→ **Извлечённый текст**

......

Письма к Милене - [63]
Однако и закрепления в реальной почве все же не являются частным сменным достоянием человека, они изначально заложены в его существе и впоследствии постоянно продолжают формировать его существо (в том числе и тело) в этом направлении. И тут намереваются исцелять?
В моем случае можно помыслить три круга, самый внутренний «А», затем «Б» и «В». Ядро «А» объясняет «Б», почему этот человек вынужден мучиться и не доверять себе, почему он должен отказываться (это не отказ, отказ был бы слишком труден, это просто необходимость отказа), почему он не вправе жить. (Разве, к примеру, Диоген не был в этом смысле тяжело болен? Кто из нас не был бы счастлив, если б на него наконец-то упал сияющий взор Александра? А Диоген в отчаянии просил Александра не заслонять ему солнце, это жуткое, вечно пылающее, сводящее с ума греческое солнце. Бочка его была полна призраков.) «В», человеку деятельному, ничего больше не объясняют, «Б» просто отдает ему приказ. «В» действует под строжайшим принуждением, в холодном поту от страха (бывает ли в иных ситуациях этот холодный пот, выступающий на лбу, на щеках, на висках, под волосами – словом, по всему черепу? У «В» это именно так). «В», стало быть, действует скорее в страхе, чем в разумении, он доверяет, он верит, что «А» все разъясняет «Б», а «Б» все понимает правильно и передает дальше.
Я не неискренен, Милена (между прочим, у меня такое впечатление, что моя манера письма раньше была более открытой и ясной, это так?), я настолько искренен, насколько позволяет «тюремный распорядок», а это очень много, да и сам «тюремный распорядок» становится все менее жестким. Но «таким образом» я приехать не могу, «таким образом» приехать невозможно. У меня есть одна особенность, которая отличает меня от всех мне знакомых не по существу, но в очень сильной степени. Мы оба знаем весьма характерные экземпляры западных евреев, и, насколько мне известно, я самый из них западноеврейский, это означает, с некоторым преувеличением, что мне не даровано ни единой спокойной секунды, мне вообще ничего не даровано, все нужно зарабатывать, не только настоящее и будущее, но и прошлое тоже, хотя его-то каждый человек получает заранее, но и это тоже нужно зарабатывать, тяжелейшая работа, если земля вертится вправо – не знаю, так ли это, – я должен бы вертеться влево, наверстывая прошлое. А на все эти обязанности у меня совершенно нет сил, я не могу нести мир на своих плечах, я и зимний-то пиджак едва несу. Впрочем, это бессилие не обязательно достойно сожаления; для подобных задач никаких сил не хватит! Каждая попытка обойтись тут собственными силами – безумие и вознаграждается безумием. Потому и невозможно «таким образом приехать», как ты пишешь. Я не в силах идти тем путем, каким хочу идти, я даже не могу хотеть идти по нему, могу лишь пребывать в покое, ничего иного я желать не могу, да ничего иного и не желаю.

......

Записи из набора данных:
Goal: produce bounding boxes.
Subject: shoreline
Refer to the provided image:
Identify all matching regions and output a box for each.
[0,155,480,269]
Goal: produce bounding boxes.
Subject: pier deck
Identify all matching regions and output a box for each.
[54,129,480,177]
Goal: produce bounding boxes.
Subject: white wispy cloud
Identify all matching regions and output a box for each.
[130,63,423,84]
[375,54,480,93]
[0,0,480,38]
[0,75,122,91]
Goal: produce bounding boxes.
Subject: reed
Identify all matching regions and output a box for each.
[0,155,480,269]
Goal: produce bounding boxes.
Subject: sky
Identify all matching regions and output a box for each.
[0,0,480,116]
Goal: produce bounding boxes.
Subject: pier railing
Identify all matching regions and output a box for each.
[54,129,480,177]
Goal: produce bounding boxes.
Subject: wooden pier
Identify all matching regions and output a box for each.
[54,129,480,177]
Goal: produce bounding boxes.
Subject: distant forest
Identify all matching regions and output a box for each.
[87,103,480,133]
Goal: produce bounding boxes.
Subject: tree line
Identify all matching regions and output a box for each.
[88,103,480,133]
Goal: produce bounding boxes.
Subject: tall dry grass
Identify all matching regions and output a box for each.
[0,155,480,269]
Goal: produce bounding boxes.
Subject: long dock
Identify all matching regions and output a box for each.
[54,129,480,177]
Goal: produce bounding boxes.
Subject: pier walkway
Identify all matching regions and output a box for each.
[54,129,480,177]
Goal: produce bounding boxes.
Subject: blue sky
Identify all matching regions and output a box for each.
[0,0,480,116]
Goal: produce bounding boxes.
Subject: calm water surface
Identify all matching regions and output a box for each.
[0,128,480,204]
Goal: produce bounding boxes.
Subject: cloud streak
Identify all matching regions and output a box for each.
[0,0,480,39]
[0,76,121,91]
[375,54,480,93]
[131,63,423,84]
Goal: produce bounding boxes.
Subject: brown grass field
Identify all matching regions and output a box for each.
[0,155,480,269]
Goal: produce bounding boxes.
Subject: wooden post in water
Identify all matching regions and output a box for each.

......

→ **Задание**
Перепишите дословно отрывок письма от слов «Письма к Милене» до слов «тут намереваются исцелять?» включительно. Опирайтесь только на текст письма.

→ **Ответ**
Письма к Милене - [63]
Однако и закрепления в реальной почве все же не являются частным сменным достоянием человека, они изначально заложены в его существе и впоследствии постоянно продолжают формировать его существо (в том числе и тело) в этом направлении. И тут намереваются исцелять?